▶ [Required task] Arrange the stretch of lines below, from the one containing "Cam-trap alert: motion was detected. Identify blue jeans" through the one containing "197, 109, 212, 129", as a two-column CSV headed text and answer. Give one row for each line and the answer that follows it, put each value in its own quoted field, and replace any line breaks with spaces.

▶ [The records]

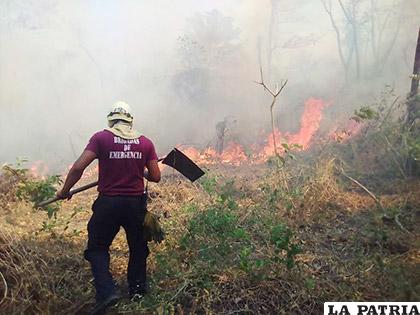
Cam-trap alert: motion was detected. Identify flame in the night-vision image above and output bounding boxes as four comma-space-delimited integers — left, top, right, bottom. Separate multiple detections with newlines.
29, 160, 49, 179
177, 97, 331, 165
27, 97, 362, 174
329, 119, 363, 143
285, 97, 331, 150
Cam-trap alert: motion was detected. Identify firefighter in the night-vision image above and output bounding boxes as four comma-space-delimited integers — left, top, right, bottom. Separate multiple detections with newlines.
57, 102, 160, 314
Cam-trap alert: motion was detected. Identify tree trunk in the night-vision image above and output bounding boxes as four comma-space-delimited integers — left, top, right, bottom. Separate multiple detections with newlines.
406, 28, 420, 176
410, 27, 420, 97
407, 28, 420, 128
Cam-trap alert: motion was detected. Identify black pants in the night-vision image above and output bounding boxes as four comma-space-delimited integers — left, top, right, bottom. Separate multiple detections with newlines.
84, 195, 149, 301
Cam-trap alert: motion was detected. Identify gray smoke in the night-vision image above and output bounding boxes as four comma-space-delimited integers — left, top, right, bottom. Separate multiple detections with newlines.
0, 0, 420, 169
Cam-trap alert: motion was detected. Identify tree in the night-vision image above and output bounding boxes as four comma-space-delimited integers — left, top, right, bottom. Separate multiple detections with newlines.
321, 0, 402, 83
173, 10, 240, 106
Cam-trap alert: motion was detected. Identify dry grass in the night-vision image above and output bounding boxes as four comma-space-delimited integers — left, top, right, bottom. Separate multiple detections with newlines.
0, 160, 420, 314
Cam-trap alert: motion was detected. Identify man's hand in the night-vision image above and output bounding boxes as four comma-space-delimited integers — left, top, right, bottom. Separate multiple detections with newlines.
55, 190, 72, 200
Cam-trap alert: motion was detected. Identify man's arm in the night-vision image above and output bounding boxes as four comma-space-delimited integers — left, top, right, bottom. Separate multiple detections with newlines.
144, 160, 160, 183
57, 150, 96, 199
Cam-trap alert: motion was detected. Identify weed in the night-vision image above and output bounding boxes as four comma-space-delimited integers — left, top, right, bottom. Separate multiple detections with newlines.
270, 224, 301, 269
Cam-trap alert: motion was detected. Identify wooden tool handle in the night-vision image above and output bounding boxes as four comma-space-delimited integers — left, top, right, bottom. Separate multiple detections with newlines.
35, 158, 164, 208
35, 181, 98, 208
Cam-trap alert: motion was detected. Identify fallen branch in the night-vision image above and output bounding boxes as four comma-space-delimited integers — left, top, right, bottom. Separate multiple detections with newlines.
340, 168, 385, 213
340, 169, 413, 234
0, 271, 8, 305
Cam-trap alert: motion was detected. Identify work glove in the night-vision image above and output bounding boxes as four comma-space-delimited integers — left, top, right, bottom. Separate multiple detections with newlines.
143, 211, 165, 243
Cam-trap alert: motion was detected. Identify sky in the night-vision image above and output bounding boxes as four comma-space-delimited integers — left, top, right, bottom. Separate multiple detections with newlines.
0, 0, 420, 169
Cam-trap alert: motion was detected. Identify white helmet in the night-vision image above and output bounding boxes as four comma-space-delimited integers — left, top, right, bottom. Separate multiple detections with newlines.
107, 101, 133, 123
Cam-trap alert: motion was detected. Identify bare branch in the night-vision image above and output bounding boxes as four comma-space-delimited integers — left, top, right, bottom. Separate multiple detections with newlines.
254, 64, 287, 158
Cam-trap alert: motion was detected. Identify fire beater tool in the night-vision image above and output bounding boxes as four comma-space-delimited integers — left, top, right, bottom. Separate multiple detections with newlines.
35, 148, 204, 208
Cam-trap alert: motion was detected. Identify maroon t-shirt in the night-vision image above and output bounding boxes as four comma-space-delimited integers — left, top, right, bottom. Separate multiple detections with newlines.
85, 130, 158, 196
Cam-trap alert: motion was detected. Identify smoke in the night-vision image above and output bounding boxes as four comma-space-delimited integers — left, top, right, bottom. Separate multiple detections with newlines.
0, 0, 420, 169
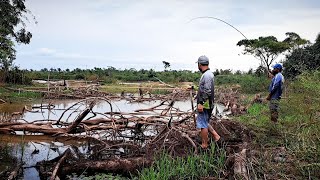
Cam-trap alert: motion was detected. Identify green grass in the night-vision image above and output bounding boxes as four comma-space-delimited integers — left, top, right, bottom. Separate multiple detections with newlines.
0, 86, 41, 102
139, 144, 226, 180
236, 71, 320, 179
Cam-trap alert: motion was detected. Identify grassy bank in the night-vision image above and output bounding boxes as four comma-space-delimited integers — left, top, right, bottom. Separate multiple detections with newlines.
237, 72, 320, 179
139, 143, 226, 180
0, 86, 41, 102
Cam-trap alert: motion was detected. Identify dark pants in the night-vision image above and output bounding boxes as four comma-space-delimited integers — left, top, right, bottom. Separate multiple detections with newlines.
269, 99, 280, 122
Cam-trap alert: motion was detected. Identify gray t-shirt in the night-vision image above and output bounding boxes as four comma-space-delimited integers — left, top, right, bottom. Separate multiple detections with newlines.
197, 69, 214, 109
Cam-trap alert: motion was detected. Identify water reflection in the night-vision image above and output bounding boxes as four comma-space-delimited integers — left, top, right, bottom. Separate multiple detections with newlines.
0, 100, 228, 179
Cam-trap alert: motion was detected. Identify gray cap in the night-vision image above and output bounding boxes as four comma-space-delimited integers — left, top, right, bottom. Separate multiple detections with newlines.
197, 56, 209, 65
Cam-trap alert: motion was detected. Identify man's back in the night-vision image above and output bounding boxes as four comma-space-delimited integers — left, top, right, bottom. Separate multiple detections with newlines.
269, 72, 284, 99
197, 69, 214, 109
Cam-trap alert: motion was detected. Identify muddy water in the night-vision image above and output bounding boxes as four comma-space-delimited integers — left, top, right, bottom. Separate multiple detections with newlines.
0, 100, 223, 179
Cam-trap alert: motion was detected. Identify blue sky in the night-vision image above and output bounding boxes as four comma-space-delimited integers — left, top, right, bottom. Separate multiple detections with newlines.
15, 0, 320, 70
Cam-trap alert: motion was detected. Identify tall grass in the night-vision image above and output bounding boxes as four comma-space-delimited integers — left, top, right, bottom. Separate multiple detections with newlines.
238, 71, 320, 179
139, 144, 226, 180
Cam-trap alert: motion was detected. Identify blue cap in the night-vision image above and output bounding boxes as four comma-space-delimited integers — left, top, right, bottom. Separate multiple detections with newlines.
273, 64, 282, 69
197, 56, 209, 65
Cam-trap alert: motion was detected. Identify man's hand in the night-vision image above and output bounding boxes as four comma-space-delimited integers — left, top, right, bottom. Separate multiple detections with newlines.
266, 94, 271, 101
198, 104, 203, 112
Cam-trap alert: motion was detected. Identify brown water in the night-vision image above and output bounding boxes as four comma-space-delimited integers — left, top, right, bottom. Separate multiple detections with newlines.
0, 100, 226, 180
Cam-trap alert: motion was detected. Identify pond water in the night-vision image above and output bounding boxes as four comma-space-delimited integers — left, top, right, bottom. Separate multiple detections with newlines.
0, 100, 229, 179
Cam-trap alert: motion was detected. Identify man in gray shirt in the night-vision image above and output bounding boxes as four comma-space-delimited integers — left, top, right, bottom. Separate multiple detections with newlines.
197, 56, 220, 149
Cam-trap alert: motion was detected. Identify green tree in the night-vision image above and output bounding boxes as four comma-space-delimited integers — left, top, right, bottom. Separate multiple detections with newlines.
0, 0, 32, 76
283, 34, 320, 78
237, 32, 308, 70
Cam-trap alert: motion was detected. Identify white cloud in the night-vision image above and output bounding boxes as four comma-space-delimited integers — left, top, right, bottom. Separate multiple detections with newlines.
17, 0, 320, 70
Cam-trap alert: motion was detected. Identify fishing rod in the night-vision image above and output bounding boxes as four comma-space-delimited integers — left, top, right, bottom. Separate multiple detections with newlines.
187, 16, 270, 73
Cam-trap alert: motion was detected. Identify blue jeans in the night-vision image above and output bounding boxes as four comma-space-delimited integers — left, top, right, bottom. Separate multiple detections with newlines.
197, 109, 212, 129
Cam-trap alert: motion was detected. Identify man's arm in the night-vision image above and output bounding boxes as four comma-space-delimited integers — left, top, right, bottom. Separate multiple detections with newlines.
267, 76, 282, 100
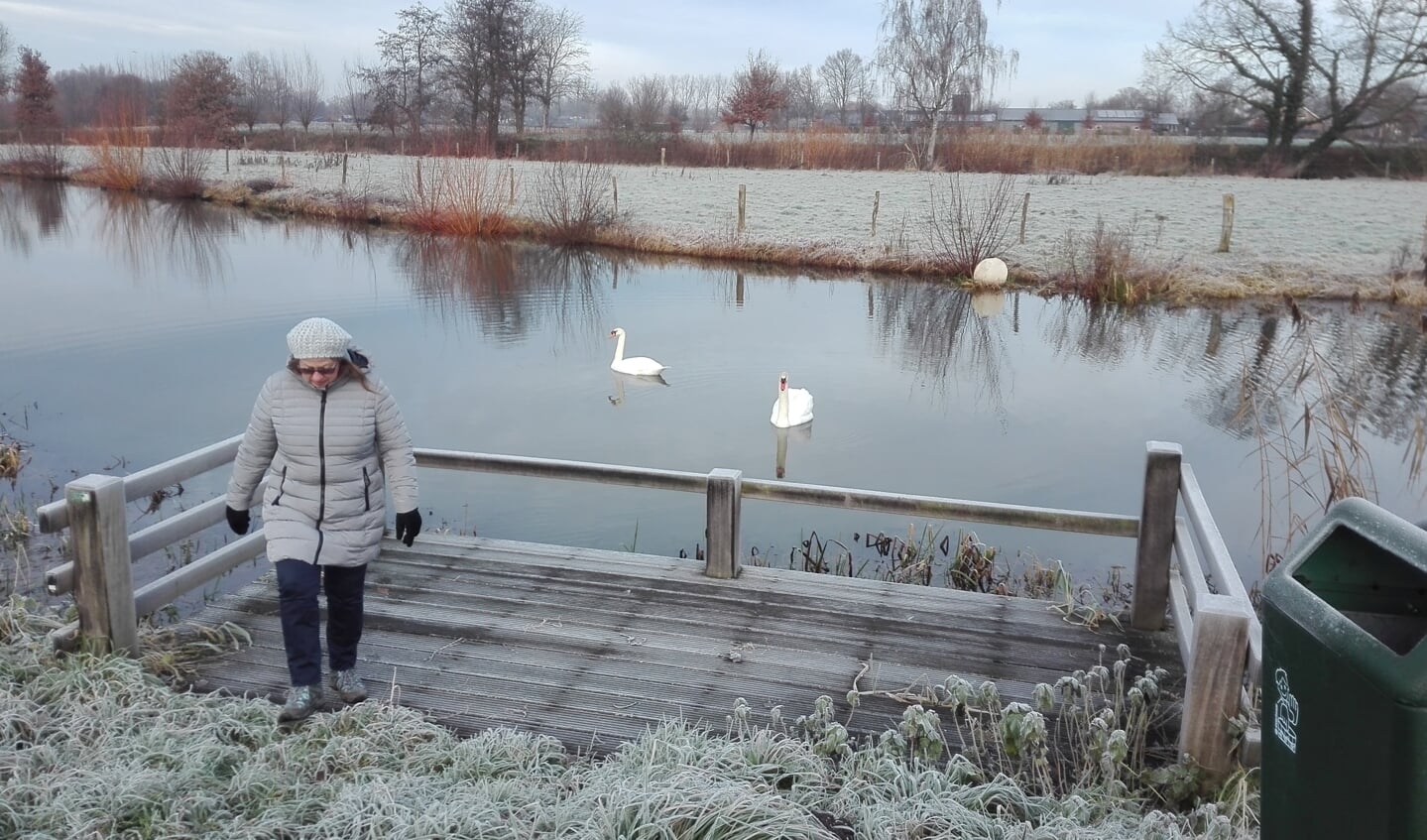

▶ [Answer to this exercise]
text,answer
"Cam-trap alert: motion was detected. Identify blue jeans in the night-vision image above and output bounding boxes as four comma-space-delimited integers — left, top, right, bottom. Separate multiple detections with newlines.","197, 109, 212, 129"